Problem statement: Can you pick up the reflective piece on resurrections and The Walking Dead after its last sentence and carry it on in the same voice?

Source text:
__________________________________________________
I have heard resurrections
Seagulls cry so that they can be heard over the crashing of the sea.
My voice echoes on a bad phone connection, constructing the displeasure of the third person.
Baked beans plop onto dry bread.
Just because the dead no longer exist does not mean we are done with the spectres
Jacques Derrida
it’s almost over
Resurrections have happened.
Several unresolved emotional boomerangs returned for their victory laps. I saved these emails in a folder marked ‘Ugh’, in case their contents would require further exhumation at a later date.
A cringe was discovered in the archive: an application to a gallery for a project titled ‘Stratigratification’. The proposed display of rocks and various clutter had the whiff of a regular art school fart.
I collaborated on a doom loop relationship. A slow-motion car crash in which we each kept stepping out of the car to give the tires a good kicking.
We do not destroy the past: it is gone; at any moment, it might reappear and seem to be and be the present. Would it be a repetition? Only if we thought we owned it, but since we don’t, it is free and so are we.
John Cage
A resurrection can be seen.
There was a bone that could have been a rock but was almost definitely a bone.
A year morphed into a month and then back into a year again, all within the same short breath.
What good is a stuffed bear with no face?
This is a cut-down chandelier...
And it is like coughing at the piano before you start playing a terrible waltz...
The past should go away but it never does...
And it is like a swimming pool at the foot of the stairs...
Chelsea Minnis
I see a chance to make a new start.
Dale Horvath, The Walking Dead
Resurrections still happen.
I have been stuck in The Walking Dead for some time now. Every time I am nearing the end of the series they keep adding more episodes, more spin offs, more post-apocalyptic distresses, more dead. I have got to the point where I am watching episodes in shifts. Getting it done. The Walking Dead has been going for 10 seasons, and each season has between 16 and 22 episodes. When I think back to all of the things that have happened to all of the characters on The Walking Dead, I feel a bit stressed. None of the characters seem to get a break, no small moment to themselves that is not filled with some new existential threat battering down the door. The undead aren't even the core antagonists to the main group of characters anymore. They are merely contextual in a shattered world full of broken humans who are perhaps only half dead, each group of which are trying to outdo each other in their ridiculousness.
When I am watching things other than The Walking Dead, I am still in some ways watching The Walking Dead. In pastoral scenes during other Netflix series I expect to see a decrepit walking corpse slowly lumbering out of the woods. In other like minded post-apocalyptic franchises I wait for the familiar characters to waltz onto the screen with their grizzled splendour and knowing glances. Anything set in the here-and-now I read as some type of prequel before the fall. There is no point trying to watch anything else other than The Walking Dead, because now all episodes of anything that I watch are within the universe of The Walking Dead. The undead are everywhere, so I just go back to watching The Walking Dead.
Fear the Walking Dead is a prequel to the main series. It is terrible and I am also watching it. Fear the Walking Dead is set in LA and is supposed to give some contextual information as to what happened at the beginning of the fall of the world, but instead the narrative focuses more on the dysfunctional nature of a fragmented suburban family and its transition to the new normal of a damned planet. Who knew that the end of the world could be so boring. I watch it anyway, as it is easier to watch a spin off of The Walking Dead than imagine that the walking dead will appear in all other episodes from all other series that I find myself watching.
__________________________________________________
Raw data:
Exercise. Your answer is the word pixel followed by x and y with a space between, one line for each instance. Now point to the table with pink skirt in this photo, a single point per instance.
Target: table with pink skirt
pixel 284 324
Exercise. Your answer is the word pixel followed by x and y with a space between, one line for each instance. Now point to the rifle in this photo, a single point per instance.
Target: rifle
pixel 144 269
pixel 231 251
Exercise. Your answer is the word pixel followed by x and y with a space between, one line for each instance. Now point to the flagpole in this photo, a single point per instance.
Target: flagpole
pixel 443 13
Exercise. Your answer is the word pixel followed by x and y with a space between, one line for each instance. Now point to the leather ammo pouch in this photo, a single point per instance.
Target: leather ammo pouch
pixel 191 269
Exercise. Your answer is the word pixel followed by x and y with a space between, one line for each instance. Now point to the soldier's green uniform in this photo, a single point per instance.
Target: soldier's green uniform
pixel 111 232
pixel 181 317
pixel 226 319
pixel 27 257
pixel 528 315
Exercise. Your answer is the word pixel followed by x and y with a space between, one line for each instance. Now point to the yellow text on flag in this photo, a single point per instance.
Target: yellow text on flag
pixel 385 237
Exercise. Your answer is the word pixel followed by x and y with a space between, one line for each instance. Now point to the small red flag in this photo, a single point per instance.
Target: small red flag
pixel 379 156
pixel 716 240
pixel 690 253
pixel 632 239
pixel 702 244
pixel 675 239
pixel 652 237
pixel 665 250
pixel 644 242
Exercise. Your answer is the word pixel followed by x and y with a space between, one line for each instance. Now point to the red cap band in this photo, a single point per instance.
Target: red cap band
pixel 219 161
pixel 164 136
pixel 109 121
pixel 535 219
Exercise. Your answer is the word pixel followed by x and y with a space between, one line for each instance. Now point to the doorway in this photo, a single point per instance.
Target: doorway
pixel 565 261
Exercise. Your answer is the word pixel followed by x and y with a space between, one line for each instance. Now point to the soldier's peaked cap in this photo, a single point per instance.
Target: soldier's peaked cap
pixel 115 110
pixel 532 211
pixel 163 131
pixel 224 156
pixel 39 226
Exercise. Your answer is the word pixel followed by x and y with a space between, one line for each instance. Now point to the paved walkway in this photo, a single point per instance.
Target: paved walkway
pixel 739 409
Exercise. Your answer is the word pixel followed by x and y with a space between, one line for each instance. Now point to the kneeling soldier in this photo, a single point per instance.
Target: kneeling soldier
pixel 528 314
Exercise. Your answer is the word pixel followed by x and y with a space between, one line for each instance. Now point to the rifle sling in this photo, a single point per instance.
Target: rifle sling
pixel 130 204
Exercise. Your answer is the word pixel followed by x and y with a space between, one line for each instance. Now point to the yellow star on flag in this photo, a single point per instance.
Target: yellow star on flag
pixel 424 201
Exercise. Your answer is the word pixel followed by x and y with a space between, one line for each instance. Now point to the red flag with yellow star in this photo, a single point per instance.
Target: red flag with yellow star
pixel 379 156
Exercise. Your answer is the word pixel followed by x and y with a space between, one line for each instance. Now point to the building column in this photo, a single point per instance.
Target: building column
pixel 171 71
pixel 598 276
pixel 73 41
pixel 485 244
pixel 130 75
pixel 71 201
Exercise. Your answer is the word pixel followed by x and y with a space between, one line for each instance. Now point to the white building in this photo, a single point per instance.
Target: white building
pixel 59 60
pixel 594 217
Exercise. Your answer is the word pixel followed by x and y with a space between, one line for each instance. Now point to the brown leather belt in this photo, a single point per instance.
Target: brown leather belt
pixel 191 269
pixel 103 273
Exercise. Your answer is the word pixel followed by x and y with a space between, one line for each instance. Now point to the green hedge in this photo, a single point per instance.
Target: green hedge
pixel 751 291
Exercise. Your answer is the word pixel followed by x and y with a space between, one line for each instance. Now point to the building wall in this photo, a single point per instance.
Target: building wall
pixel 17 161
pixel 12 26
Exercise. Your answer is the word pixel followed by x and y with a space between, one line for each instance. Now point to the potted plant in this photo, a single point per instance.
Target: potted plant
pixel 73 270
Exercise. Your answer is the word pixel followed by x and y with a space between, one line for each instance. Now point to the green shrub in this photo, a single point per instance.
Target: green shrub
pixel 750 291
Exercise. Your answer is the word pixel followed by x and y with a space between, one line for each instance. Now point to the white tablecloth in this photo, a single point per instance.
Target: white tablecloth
__________________________________________________
Answer below:
The Walking Dead will soon end, as AMC has announced that season 11 will be the final season. Season 11 will contain 24 episodes, and you can bet that a significant portion of them will be over an hour in length. One full day of watching left, then. However, fans are assured that there will be multiple spin offs and sequels and film deals and other various investigations to deal with the fate of the myriad of characters that disappeared from the narrative arc of the main show. Like Nick Grimes. I want to know what happened to Nick. Where did he get taken in that helicopter? Will Michonne find him? And who were those guys in the storm trooper get ups? And how were their clothes so white?
Some days, I don’t know what the hell to think.
Daryl Dixon, The Walking Dead
One enormous black sky, one enormous pit of cancelled language, one enormous voice rasping out one final, incomprehensible sentence. And it was mid-day. It was very dark. There were no stars. I think the buildings were burning.
Sean Bonney
And nothing, where I arrive now, is shining.
Dante Alighieri
Black suns do not shine, they absorb light. Pull in, beckon towards the enormous misanthropic pit of cancelled time, cancelled language, rasping voices, walls of sound.
Black suns do not spin, they roll. Tumble sideways and inward and fold over themselves in a thick morass of gloopy time.
Black suns get tired of all of the end of the world bullshit. It brings them down.
it’s almost over
May the scorpions die
after stinging my body
May the sun fade away
after shining on me
May all ashes return
to its primal state.
May my deeds and my thoughts
slay all light within my soul.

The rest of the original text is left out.